#### КОРОТКАЯ ЗАДАЧА 1
Какие состояния, по тексту о семьях Облонских и Карениных, попеременно владеют Карениным? Перечислите их все.
#### КОРОТКАЯ ЗАДАЧА 2
Продолжите текст о семьях Облонских и Карениных с того места, где он обрывается.

Пропасть между давшей сбой схемой быта и заново открытой радостью бытия разверзается в молчании Смольниковой, в тех паузах, где пульсирует неозвученная проза Толстого. Самое главное должно остаться невысказанным, тогда оно не утратит силы.
Так что же смешалось в доме Облонских? Смешалось, отшумело, отплакалось, но уцелело – по общему для всех счастливых семей закону самосохранения.
И почему в доме Карениных случилось иначе? Не смешалось, а распалось — по закону непоправимо заваленного горизонта несчастливой семьи. Семьи как схемы, существующей только в пространстве родитель-ребенок-родитель, только этим вектором определяемой. Ребенок тут условный механический центр, скрепка в кодексе взаимных договоренностей. Стоит его изъять – и не останется ничего, никаких семейных отношений.
Вместо них обнаруживаются два взаимоотталкивающихся полюса. На полюсе Каренина – то  холодное любопытство на грани энтомологического интереса, то раздражение от любого слова и жеста, то охотничий азарт: загнать нарушителя покоя в угол прежнего кодекса и приковать там чувством вины и позора, утвердить над ним свою иезуитскую власть. Но даже и тогда не отпустить! Ведь все должно быть как раньше, ведь раньше-то все было правильно – пристойно, достойно. Уважаемо. Как в счастливых семьях.
Все это лишь усугубляет пропасть. На другом полюсе распада несчастливой не-семьи уже сделан выбор между жизнью в любви и доживанием в кодексе, но какое-то время там еще довлеют атавистическая привычка к подчинению, к соблюдению политеса, боязнь скандала и страх не справиться с переменой участи.

Эта инерция прошлой жизни не выносит тишины, вот почему Анна непрерывно говорит, говорит что-то, мелет милый полудетский вздор милым полудетским голосом, заполняет пространство своим щебетом – лишь бы не наступила тишина. В тишине ей становится страшно, из тишины начинает звучать ее тоска, рыдающий голос которой так огромен, что земля уходит из-под ног, а душа ныряет в пятки. И заглушить это отчаяние нечем, кроме как все той же болтливой суетой, бестолковой заботой о никому уже не нужном порядке, о коллекционных чайниках, о починке стульев. Как будто что-то еще можно починить.
И правда, в какой-то момент кажется, что можно — ведь готовую к плахе, как Анна Болейн, взыскующую если не понимания, то хотя бы милосердия женщину можно пощадить. Не оттолкнуть, как преступницу, а пожалеть, утешить, обняв, как родного человека.

#### Данные сегментации
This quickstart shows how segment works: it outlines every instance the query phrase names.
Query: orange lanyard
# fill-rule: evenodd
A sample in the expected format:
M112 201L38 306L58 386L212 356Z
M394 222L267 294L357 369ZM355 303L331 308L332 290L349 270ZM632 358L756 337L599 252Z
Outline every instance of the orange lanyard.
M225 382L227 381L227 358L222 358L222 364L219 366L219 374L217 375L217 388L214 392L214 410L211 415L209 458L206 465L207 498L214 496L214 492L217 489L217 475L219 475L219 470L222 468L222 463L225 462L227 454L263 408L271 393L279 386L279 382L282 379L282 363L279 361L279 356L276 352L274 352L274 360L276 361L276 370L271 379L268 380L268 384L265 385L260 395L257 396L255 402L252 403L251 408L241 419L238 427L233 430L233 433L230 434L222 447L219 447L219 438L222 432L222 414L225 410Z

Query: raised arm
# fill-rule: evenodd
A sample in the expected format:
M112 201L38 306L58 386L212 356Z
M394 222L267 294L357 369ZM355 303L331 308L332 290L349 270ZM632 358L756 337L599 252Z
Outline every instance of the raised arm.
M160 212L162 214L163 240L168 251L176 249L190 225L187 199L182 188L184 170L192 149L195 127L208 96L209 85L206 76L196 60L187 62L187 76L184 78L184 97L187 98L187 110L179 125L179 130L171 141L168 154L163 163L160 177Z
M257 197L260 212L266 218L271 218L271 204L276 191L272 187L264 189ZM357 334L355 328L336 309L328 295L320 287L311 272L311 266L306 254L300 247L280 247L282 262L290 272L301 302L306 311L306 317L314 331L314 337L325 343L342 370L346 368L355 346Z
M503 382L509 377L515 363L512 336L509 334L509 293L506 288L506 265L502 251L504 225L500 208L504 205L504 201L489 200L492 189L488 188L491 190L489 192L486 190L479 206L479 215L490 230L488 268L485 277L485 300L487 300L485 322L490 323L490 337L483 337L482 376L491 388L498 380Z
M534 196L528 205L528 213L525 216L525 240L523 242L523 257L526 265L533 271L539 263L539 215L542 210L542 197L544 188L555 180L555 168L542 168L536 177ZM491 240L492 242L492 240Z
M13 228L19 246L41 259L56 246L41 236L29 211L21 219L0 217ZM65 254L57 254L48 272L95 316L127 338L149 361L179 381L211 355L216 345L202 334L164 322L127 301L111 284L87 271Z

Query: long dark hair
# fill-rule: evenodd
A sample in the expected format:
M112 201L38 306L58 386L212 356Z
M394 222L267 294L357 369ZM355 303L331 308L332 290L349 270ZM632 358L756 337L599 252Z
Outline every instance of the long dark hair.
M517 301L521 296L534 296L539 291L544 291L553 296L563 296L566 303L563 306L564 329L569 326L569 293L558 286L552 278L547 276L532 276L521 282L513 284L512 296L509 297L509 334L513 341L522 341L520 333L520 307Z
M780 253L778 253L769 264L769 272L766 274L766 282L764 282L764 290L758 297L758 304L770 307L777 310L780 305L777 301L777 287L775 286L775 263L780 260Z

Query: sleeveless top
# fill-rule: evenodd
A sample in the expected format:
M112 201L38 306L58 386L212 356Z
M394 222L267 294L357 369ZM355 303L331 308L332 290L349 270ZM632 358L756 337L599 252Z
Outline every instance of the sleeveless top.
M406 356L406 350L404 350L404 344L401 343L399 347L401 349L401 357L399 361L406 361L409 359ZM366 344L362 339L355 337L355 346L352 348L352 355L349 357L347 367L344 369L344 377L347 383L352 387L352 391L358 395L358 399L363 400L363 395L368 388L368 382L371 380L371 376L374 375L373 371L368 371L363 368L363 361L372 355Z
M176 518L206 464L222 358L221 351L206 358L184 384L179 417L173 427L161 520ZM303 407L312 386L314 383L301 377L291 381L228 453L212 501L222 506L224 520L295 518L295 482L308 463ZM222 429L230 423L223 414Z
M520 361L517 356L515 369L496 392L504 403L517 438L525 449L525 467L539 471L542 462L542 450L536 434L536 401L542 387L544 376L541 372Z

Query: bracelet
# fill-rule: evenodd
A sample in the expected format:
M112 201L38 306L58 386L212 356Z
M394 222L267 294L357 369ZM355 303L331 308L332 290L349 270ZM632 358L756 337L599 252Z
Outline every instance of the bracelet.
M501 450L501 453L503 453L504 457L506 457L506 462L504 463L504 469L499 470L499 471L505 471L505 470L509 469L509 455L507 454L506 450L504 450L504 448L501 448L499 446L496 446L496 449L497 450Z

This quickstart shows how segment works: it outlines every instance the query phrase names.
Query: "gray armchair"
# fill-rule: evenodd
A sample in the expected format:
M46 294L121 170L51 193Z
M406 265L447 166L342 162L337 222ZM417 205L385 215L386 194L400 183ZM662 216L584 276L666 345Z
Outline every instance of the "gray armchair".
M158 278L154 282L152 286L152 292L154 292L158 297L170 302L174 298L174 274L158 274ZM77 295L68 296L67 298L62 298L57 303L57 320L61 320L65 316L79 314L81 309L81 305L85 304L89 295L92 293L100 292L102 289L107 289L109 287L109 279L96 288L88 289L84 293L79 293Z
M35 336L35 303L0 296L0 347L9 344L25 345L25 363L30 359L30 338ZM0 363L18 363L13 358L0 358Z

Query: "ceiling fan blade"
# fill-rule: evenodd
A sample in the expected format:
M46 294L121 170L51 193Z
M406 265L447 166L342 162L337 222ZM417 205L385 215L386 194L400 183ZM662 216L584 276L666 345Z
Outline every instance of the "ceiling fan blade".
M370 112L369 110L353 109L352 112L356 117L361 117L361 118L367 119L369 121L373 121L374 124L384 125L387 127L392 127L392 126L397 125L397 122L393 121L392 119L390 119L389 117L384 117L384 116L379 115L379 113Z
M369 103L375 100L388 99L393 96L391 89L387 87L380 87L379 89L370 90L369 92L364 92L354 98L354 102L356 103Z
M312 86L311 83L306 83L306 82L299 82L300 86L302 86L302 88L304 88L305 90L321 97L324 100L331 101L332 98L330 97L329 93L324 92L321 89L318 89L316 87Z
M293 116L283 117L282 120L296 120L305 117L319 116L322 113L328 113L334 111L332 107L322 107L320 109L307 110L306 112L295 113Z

#### ОТВЕТ К ЗАДАНИЮ 1
Холодное любопытство на грани энтомологического интереса; раздражение от любого слова и жеста; охотничий азарт.

#### ОТВЕТ К ЗАДАНИЮ 2
Но для Каренина милосердие выглядит поражением,  гордыня его ума непобедима, потому и выбор места для запятой однозначен: казнить, нельзя помиловать.
С этого момента для Анны начинается жизнь после смерти. Она стоит, оглушенная внутренней тишиной, которая всегда так ее пугала.

Жребий брошен, и участь решена, и больше нет необходимости в суете, и страха жить – нет. Вот тогда вместо детского щебета начинает звучать голос взрослой женщины, которая больше не боится смотреть в лицо своей судьбе, и, выбирая между надежным склепом и скоротечным карнавалом, предпочитает позор, лишь бы сохранить себя от погребения заживо, лишь бы чувствовать себя живой — радоваться, а не изображать радость.

В том аду, который устраивают из своей жизни взрослые, у ребенка не так много
способов уберечься, отгородиться от страдания, разлитого повсюду. Нужно слиться с
интерьером, как мебель, как отлаженный послушный механизм, не причиняющий
хлопот. Смириться с подневольностью, укрыться в ней, переждать детство без
отчаяния, машинально – куклой, которую водят по сцене горничные (художник-
кукольник — Виктор Платонов).
Сидеть, где тебя посадили, идти туда, куда тебя ведут, есть то, что положили в тарелку.
Ничем не выдать ни внутренней жизни, ни отношения к внешней; ни мыслей и
страданий, уравнивающих ребенка со взрослыми.
Иначе эти взрослые потащат тебя на свою голгофу, втянут еще глубже и прочнее в свое
умное или безумное горе, и вот тогда уже не спасти своего укромного детского мира в
его неприметном уединении.
И потому Сережа лишь раз за весь спектакль обретает кровь и плоть, предстает перед
взором изумленной матери не куклой, не послушным снарядом для упражнений в
воспитании и заботе, а живым мальчиком – существом внезапно чужим, незнакомым,
ошарашивающе взрослым.

Но не успевает Анна осознать эту его личную, очевидную отдельность от нее, как он ускользает, скрывается, буквально уходя под землю и хороня это минутное материнское озарение.

Дети вообще всегда уходят, как бы длинна и прочна ни была пуповина материнской любви. Они уходят, даже если остаются рядом. И несут в себе запечатленный сюжет родительской жизни, увиденный ими из-за плинтуса и помещенный в декорации, о которых родителям, пожалуй, лучше и не знать – так будет меньше вопросов.

О чем. Для чего. Все это. Было. Зачем.

Зачем вообще трогать классику и как ее ставить? Этого вопроса не избежать в разговоре о новой постановке классического сюжета, будь то дословная инсценировка или вольная фантазия по мотивам.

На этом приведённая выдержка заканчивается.